## Task objective
From the listing below, pull out every line that contains the string "church", counting only matches with the same capitalization.
--- Listing ---
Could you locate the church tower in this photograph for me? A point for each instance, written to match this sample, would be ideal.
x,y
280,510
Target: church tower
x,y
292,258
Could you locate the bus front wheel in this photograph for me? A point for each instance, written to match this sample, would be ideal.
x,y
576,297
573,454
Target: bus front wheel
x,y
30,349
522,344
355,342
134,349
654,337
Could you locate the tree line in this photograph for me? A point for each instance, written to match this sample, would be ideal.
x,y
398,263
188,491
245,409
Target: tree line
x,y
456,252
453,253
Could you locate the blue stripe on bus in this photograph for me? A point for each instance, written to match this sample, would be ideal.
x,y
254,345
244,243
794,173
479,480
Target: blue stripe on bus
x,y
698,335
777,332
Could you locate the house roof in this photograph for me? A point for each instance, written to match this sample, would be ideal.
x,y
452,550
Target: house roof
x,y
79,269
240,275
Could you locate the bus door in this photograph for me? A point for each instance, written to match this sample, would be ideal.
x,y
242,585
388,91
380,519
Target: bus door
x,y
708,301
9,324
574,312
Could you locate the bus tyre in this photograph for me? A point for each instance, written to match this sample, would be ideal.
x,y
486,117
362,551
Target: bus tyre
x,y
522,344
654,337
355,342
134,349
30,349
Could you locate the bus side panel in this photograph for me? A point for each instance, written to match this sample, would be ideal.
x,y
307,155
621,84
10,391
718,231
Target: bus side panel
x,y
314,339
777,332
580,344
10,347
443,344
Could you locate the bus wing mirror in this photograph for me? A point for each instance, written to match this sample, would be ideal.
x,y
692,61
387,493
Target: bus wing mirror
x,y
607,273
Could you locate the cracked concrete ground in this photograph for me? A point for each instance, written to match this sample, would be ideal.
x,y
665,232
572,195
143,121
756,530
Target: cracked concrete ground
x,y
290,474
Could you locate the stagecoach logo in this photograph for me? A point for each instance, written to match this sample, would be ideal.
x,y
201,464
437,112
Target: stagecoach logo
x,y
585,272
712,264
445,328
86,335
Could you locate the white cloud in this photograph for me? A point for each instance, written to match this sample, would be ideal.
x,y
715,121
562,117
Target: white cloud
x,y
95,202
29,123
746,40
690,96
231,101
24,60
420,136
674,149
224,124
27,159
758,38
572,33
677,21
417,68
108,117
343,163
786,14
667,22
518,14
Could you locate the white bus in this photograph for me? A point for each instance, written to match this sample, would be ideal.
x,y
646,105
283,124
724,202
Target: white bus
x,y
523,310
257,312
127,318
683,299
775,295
---
--- Listing ---
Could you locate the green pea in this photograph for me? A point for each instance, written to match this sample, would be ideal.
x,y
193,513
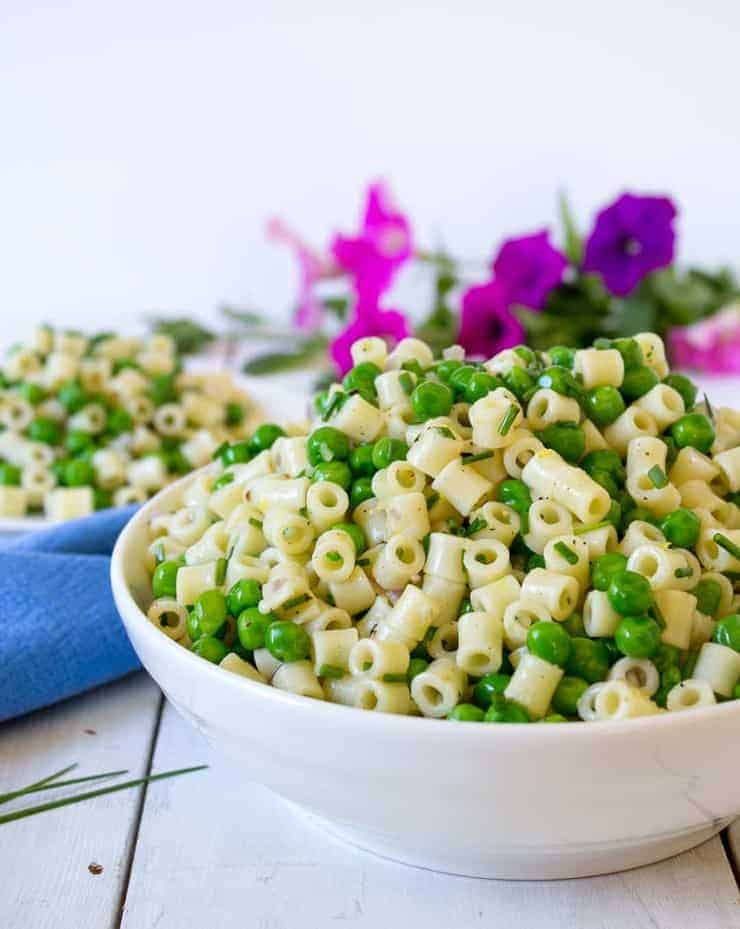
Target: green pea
---
## Response to the task
Could you locate the church tower in this photograph for me? A point for each instance, written to match this sample, would be ideal.
Target: church tower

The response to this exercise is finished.